**Given problem**.
Retype the lines below character for character, leaving out the pictures.
____________________
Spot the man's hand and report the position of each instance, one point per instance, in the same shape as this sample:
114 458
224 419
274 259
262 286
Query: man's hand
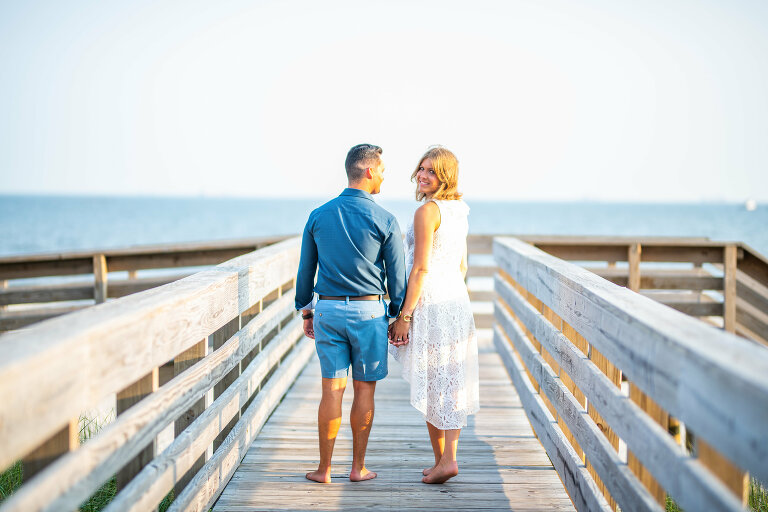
309 328
398 332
____________________
**Reply to the task**.
Spot the man's hand and report the position of each instance, one point per instance, in the same shape as this sample:
114 458
224 419
274 259
262 286
Query: man's hand
309 328
398 332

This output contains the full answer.